#### [TASK REQUIREMENTS]
Please pull out every line of the items below that contains the string "table", copying each one in full. Case counts, so a line matches only when the capitalization is the same.

-- START MATERIAL SHOWN --

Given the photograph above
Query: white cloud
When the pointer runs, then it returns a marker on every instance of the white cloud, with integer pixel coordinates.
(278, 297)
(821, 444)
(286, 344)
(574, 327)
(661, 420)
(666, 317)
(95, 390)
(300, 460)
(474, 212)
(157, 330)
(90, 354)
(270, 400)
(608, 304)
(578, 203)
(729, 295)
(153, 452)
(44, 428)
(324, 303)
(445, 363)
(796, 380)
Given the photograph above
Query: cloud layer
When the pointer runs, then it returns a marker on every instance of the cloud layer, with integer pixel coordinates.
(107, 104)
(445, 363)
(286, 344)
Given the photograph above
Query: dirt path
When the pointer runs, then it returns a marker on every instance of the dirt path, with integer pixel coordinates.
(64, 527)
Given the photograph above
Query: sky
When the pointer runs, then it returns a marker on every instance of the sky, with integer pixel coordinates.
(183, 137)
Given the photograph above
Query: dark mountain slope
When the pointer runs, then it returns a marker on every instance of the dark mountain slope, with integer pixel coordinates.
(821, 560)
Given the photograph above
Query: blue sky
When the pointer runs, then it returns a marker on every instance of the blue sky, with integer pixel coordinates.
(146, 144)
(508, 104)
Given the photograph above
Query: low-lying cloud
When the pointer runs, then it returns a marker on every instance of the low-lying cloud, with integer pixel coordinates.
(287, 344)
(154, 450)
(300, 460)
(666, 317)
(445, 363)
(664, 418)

-- END MATERIAL SHOWN --
-- START MATERIAL SHOWN --

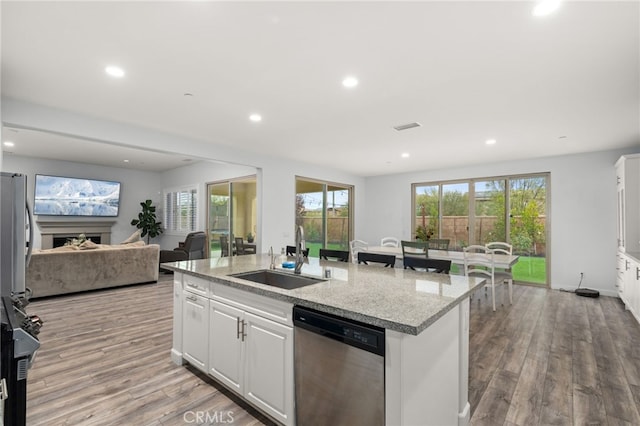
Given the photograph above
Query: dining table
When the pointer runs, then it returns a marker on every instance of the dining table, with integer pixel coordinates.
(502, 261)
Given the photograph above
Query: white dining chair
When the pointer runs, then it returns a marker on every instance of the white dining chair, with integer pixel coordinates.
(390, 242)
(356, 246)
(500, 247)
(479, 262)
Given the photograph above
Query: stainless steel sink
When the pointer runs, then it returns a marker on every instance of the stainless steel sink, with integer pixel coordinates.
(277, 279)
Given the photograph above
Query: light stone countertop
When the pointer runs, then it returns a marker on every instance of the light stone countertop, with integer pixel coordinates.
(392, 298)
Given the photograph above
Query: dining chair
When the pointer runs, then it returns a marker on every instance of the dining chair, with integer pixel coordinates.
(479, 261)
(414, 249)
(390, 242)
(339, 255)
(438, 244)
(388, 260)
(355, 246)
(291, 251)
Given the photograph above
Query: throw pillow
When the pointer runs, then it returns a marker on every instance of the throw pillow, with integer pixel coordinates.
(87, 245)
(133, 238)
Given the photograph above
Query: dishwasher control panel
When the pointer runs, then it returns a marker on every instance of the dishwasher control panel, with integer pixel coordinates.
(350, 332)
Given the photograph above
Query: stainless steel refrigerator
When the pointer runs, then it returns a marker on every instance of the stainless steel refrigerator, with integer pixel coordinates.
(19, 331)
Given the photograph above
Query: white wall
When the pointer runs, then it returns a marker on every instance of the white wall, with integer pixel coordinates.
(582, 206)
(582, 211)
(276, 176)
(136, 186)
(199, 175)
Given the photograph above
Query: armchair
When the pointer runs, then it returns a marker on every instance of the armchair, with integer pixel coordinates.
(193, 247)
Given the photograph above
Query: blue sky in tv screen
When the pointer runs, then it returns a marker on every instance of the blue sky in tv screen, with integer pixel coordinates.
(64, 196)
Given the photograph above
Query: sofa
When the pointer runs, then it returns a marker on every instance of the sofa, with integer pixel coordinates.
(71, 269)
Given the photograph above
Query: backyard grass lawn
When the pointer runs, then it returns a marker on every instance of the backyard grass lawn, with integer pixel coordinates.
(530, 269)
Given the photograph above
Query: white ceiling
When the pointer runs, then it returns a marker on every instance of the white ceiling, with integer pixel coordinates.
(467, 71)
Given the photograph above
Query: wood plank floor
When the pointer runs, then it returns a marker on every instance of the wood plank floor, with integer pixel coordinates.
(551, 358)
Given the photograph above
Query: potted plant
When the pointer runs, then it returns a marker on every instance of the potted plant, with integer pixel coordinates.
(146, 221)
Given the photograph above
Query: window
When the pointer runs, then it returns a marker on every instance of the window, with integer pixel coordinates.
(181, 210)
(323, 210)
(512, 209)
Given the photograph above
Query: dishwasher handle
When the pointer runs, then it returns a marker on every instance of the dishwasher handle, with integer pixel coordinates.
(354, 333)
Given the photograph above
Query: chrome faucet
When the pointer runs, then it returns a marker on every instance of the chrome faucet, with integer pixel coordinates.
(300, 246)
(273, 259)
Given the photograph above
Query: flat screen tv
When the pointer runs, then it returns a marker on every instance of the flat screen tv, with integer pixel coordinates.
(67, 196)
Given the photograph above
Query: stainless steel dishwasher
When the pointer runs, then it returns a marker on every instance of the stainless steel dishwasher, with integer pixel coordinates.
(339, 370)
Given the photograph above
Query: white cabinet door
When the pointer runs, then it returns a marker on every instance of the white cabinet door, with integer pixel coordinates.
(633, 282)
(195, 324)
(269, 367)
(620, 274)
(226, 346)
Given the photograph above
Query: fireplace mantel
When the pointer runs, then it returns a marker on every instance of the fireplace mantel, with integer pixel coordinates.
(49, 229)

-- END MATERIAL SHOWN --
-- START MATERIAL SHOWN --

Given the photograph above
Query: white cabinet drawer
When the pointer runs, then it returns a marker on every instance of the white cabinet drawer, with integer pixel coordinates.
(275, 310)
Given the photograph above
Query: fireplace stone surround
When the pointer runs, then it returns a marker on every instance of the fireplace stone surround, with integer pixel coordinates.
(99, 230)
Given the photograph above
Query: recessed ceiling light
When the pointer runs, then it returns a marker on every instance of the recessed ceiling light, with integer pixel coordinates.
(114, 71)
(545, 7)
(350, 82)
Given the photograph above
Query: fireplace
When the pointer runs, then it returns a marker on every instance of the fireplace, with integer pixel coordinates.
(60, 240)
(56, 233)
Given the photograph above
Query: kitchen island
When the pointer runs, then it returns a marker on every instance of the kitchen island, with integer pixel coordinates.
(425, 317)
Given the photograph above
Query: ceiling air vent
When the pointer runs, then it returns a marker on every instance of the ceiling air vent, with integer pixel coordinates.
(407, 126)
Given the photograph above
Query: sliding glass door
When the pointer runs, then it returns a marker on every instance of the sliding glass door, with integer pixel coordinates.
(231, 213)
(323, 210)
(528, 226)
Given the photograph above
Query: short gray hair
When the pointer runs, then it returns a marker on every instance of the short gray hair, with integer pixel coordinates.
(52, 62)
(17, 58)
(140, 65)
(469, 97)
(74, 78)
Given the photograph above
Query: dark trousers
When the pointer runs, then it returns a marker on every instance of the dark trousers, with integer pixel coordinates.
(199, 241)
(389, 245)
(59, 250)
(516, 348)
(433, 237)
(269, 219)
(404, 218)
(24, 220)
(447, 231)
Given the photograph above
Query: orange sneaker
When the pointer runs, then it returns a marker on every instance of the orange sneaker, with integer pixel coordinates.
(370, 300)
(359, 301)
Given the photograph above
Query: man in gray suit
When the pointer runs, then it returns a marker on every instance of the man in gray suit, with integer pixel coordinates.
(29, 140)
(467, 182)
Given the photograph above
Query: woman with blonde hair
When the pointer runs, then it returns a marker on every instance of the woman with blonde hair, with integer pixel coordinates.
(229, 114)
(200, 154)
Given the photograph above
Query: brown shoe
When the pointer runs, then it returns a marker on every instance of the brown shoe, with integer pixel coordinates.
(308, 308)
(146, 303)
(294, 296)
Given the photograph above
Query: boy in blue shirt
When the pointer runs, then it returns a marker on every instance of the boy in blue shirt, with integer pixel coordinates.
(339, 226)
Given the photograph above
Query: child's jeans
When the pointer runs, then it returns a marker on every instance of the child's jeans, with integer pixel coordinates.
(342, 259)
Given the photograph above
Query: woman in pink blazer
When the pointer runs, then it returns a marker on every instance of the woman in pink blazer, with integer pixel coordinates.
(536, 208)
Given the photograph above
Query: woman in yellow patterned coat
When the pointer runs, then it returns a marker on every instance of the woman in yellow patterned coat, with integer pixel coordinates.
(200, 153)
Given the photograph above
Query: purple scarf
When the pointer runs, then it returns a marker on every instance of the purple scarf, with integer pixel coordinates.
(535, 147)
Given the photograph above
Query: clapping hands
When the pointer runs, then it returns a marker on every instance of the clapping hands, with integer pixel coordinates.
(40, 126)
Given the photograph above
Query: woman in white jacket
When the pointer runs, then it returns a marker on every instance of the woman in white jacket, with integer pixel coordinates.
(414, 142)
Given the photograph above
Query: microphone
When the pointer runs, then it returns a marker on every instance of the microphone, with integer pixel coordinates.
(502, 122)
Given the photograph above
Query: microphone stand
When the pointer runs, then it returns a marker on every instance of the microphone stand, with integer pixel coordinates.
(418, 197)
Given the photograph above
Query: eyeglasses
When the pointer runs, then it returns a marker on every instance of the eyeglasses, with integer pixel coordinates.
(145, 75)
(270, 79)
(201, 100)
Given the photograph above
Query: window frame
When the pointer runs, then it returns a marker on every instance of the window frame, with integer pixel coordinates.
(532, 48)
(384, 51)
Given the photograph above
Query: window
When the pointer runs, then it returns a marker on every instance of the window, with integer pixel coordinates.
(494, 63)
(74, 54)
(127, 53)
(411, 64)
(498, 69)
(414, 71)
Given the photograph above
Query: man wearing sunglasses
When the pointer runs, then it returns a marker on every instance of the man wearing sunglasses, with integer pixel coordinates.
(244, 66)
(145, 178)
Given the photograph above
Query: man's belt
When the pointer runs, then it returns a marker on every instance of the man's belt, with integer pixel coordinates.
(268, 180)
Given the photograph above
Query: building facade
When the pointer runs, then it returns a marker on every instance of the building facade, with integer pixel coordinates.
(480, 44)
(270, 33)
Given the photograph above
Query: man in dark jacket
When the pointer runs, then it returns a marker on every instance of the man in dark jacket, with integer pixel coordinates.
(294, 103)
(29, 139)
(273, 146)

-- END MATERIAL SHOWN --

#### [TASK RESULT]
Query: dining table
When the pointer runs, then it returns a marker on every instance of the dining table, with integer pixel coordinates.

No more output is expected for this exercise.